The 32nd and 33rd Post Headquarters Companies started out as Women's Auxiliary Army Corps (WAAC). When the WAACs changed to WAC, many of the black women who had joined stayed on as WACs.

The black women enlisted in the WAACs started out in Fort Des Moines, Iowa, for training, and where they lived in segregated conditions from the white WAACs.

The 32nd and 33rd Post Headquarters Companies arrived at Fort Huachuca, Arizona on 4 December 1942. The WAACs arrived by five Pullman cars and were greeted by approximately 10,000 welcomers at the station. A new unit, including six barracks, two mess halls, and an administration building, was built in preparation for the women's arrival. A large recreation area for the WAACs was also built. This was about 500 feet long by 60 feet wide and included a basketball court and places to play volleyball, softball and tennis. After getting off the train, the WAACs stood in formation for the post commander, Colonel Edwin N. Hardy to review the troops on the parade field.

The primary duties of the 32nd and 33rd Post Headquarters Companies were to take over post support duties at Fort Huachuca from the 93rd Infantry Division, releasing them for "possible combat assignments." Jobs that the 32nd and 33rd companies took over included working as typists, stenographers, clerks, messengers, receptionists, switch-board operators, librarians, medical technicians, photographers and postal clerks, who were also known to the male soldiers as "postal packin' mamas."

The 32nd and 33rd Post Headquarters Companies had several officers, including Corrie Sherard, Frances C. Alexander, Geraldine Bright, Vera Harrison, Natalie F. Donaldson, Mildred L. Osby, and Violet Askins. Alexander was 2nd Lieutenant, and led the 32nd company. Mary Kearney, 2nd Lieutenant was commander of the 33rd.

The companies served until late 1945, when they were disbanded.

▸ **Task goal**
Transcribe the part of the text on the 32nd and 33rd Post Headquarters Companies that opens with the words containing "The black women enlisted" and closes with "the parade field.". You won't need the items that come after the text for this work.

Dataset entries
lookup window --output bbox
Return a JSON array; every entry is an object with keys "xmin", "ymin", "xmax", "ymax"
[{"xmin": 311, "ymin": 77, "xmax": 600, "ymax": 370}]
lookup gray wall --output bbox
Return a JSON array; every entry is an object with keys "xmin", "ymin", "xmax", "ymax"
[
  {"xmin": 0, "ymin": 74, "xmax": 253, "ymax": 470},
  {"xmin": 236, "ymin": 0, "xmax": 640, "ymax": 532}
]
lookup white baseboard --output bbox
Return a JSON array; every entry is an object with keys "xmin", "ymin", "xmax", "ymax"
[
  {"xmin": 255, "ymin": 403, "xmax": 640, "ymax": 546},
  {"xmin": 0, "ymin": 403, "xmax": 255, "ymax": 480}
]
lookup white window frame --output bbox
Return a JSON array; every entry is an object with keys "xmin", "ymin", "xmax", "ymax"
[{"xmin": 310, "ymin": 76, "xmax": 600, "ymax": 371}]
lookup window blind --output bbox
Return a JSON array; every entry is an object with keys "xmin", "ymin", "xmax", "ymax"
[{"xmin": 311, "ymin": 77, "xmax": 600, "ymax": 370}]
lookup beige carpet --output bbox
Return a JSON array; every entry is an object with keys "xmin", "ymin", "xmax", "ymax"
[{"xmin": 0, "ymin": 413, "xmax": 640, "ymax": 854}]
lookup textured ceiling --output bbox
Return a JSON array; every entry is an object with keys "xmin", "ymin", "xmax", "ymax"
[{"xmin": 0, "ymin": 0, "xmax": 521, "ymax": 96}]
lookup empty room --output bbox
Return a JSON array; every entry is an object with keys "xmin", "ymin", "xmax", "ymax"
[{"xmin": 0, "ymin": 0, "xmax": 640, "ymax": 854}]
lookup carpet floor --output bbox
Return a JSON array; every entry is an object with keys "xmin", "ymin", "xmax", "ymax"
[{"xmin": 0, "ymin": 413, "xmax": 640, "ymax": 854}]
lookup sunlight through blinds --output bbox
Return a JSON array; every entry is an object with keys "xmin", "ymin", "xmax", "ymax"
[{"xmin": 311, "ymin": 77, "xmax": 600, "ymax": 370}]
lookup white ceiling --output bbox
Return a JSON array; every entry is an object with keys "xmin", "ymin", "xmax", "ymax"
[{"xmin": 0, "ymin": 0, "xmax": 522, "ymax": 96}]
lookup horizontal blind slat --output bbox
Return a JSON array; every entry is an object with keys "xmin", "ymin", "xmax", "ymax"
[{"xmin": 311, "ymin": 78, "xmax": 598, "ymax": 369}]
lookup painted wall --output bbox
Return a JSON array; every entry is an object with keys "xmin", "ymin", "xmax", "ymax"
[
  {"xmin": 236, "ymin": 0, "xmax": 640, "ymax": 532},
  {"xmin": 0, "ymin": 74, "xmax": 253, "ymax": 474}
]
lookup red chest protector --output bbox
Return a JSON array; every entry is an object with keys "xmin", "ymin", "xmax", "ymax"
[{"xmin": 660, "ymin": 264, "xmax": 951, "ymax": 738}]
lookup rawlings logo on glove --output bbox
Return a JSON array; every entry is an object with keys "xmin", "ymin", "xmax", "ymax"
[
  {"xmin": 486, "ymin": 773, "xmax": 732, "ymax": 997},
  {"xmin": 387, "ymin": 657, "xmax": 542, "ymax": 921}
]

▸ **Solved problem**
The black women enlisted in the WAACs started out in Fort Des Moines, Iowa, for training, and where they lived in segregated conditions from the white WAACs.

The 32nd and 33rd Post Headquarters Companies arrived at Fort Huachuca, Arizona on 4 December 1942. The WAACs arrived by five Pullman cars and were greeted by approximately 10,000 welcomers at the station. A new unit, including six barracks, two mess halls, and an administration building, was built in preparation for the women's arrival. A large recreation area for the WAACs was also built. This was about 500 feet long by 60 feet wide and included a basketball court and places to play volleyball, softball and tennis. After getting off the train, the WAACs stood in formation for the post commander, Colonel Edwin N. Hardy to review the troops on the parade field.